As can be best seen in FIG. 1, the blade set 20 may be regarded, at least in some embodiments, as a somewhat exposed blade set 20. In other words, the blade set 20 may be spaced from a main body of the housing 12 of the hair cutting appliance 10. This may increase the visibility of the blade set 20 during operation and improve the maneuverability of the cutting unit 18. Since the hair cutting appliance 10 is preferably suited for shaving, trimming and styling operations, it is preferred that the blade set 20 is pivotably mounted at the housing 12 (cf. reference numeral 26 in FIG. 1). Consequently, since the blade set 20 is then movable (swiveling or pivoting motion) with respect to the housing 12, the lateral ends 30a, 30b basically cannot be protected or shielded by fixed housing components. It is therefore preferred that lateral shielding or capping is performed by components of the cutting unit 18 that may basically move (pivot or swivel) along with the blade set 20.

» **Given records**
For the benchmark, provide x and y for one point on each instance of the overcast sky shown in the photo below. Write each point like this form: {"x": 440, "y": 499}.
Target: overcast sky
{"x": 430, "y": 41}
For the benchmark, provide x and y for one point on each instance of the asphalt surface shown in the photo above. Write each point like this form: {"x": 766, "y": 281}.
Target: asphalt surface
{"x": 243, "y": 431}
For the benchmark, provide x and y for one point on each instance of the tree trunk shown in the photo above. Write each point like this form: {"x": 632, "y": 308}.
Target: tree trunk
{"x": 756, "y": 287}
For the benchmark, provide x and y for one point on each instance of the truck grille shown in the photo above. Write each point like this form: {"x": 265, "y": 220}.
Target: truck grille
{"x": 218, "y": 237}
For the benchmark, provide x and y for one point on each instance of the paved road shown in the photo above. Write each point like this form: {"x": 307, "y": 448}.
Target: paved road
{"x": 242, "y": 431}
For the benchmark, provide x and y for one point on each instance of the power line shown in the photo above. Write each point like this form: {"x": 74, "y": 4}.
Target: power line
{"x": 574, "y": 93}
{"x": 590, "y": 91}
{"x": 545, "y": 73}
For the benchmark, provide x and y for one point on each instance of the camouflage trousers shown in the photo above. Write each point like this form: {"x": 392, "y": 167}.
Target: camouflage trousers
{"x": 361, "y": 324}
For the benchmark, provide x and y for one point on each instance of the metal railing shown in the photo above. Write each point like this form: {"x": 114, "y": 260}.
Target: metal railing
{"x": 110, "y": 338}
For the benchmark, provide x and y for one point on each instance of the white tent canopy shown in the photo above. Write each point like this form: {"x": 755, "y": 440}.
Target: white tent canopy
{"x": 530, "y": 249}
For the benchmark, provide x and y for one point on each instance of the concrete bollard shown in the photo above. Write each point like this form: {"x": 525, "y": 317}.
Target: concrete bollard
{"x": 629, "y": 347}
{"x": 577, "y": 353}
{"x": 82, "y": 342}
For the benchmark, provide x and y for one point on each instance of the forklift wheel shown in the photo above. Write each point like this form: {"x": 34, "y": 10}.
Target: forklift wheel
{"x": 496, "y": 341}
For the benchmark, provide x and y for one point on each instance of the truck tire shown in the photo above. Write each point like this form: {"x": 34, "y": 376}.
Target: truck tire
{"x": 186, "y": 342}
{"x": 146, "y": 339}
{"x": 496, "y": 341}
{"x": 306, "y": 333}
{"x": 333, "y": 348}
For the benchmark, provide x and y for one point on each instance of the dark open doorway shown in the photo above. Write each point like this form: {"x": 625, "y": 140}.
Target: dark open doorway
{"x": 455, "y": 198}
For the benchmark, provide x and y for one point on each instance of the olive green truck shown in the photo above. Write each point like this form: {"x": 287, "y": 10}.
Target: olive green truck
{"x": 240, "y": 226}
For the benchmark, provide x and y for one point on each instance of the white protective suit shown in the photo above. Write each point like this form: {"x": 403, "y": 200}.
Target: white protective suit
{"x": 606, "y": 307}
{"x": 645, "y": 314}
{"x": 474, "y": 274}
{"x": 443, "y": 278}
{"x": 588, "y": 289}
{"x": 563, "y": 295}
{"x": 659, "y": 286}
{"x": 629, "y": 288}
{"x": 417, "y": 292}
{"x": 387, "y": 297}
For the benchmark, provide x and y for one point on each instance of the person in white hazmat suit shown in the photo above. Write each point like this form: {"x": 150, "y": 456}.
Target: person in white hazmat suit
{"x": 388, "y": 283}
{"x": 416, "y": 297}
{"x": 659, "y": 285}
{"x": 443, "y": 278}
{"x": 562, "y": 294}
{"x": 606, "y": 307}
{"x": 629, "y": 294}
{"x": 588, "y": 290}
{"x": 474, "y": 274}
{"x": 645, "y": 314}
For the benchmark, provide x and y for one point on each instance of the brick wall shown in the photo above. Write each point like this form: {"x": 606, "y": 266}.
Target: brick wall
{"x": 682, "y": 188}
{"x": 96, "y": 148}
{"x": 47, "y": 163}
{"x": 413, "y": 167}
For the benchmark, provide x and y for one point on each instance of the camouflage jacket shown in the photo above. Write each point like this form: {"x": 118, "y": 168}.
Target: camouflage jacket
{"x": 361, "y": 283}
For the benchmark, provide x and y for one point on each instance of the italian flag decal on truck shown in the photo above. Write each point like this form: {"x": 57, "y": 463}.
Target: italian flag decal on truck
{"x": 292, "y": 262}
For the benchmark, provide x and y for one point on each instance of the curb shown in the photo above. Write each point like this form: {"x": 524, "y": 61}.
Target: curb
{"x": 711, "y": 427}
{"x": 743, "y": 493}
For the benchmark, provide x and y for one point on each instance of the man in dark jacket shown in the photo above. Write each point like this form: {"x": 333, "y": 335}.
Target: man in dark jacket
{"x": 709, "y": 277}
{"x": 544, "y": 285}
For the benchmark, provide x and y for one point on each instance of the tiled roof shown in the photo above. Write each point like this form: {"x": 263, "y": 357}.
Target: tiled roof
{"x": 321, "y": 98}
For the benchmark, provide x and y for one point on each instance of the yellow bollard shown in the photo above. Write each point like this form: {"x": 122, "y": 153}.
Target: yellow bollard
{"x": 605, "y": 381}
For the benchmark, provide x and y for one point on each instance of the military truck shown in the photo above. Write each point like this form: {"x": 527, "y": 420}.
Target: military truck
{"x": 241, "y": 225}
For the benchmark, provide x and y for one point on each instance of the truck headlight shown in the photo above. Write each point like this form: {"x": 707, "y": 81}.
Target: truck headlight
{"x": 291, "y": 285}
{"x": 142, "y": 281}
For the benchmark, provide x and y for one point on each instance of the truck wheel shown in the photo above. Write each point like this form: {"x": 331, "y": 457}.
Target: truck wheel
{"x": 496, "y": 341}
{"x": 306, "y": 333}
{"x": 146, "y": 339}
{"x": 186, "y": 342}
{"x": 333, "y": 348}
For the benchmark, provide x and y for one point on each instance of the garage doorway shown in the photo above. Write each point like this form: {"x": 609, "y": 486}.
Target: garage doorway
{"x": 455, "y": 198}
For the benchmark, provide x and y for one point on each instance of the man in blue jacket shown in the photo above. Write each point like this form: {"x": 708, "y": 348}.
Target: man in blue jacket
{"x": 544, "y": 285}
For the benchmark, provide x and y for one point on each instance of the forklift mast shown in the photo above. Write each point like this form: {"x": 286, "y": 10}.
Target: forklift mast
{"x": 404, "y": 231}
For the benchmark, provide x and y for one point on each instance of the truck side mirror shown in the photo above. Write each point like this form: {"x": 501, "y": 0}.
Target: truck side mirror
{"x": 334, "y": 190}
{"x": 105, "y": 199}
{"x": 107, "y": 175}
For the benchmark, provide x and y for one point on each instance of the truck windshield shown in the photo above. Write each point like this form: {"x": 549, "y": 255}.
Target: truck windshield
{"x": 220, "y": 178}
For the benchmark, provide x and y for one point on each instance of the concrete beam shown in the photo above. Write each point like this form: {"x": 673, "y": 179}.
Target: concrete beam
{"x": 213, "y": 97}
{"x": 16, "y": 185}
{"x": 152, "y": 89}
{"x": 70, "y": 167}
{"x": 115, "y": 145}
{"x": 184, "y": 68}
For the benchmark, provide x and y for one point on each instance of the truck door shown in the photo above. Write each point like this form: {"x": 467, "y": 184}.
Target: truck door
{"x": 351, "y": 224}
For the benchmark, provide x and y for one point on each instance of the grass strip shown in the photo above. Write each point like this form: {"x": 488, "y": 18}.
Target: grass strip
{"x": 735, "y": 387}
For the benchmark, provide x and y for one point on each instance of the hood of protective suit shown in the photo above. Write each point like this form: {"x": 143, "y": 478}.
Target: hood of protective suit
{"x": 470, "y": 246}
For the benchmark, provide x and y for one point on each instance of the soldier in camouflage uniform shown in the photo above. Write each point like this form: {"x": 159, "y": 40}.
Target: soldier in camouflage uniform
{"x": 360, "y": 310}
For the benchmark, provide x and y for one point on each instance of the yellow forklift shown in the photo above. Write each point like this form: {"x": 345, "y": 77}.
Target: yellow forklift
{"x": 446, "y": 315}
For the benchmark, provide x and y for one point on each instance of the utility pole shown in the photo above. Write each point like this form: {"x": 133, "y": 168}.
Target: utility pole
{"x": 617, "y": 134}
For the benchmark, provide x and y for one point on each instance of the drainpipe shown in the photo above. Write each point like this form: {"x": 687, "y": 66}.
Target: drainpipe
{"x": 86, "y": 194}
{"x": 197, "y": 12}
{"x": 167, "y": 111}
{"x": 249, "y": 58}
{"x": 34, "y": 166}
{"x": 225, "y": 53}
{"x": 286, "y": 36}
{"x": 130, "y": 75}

» **Goals**
- 1) In the passage on the hair cutting appliance, how is the blade set preferably mounted at the housing?
- 2) Retype the entries word for word, from the line with "of the utility" through the last line of the entries.
The passage and the entries were taken from unrelated sources.

» **Solutions to the exercise**
- 1) It is preferably mounted pivotably at the housing.

- 2)
For the benchmark, provide x and y for one point on each instance of the utility pole shown in the photo above. Write each point like this form: {"x": 133, "y": 168}.
Target: utility pole
{"x": 617, "y": 134}
For the benchmark, provide x and y for one point on each instance of the drainpipe shown in the photo above. Write each point like this form: {"x": 687, "y": 66}.
Target: drainpipe
{"x": 86, "y": 194}
{"x": 197, "y": 12}
{"x": 167, "y": 111}
{"x": 249, "y": 58}
{"x": 34, "y": 166}
{"x": 225, "y": 53}
{"x": 286, "y": 36}
{"x": 130, "y": 75}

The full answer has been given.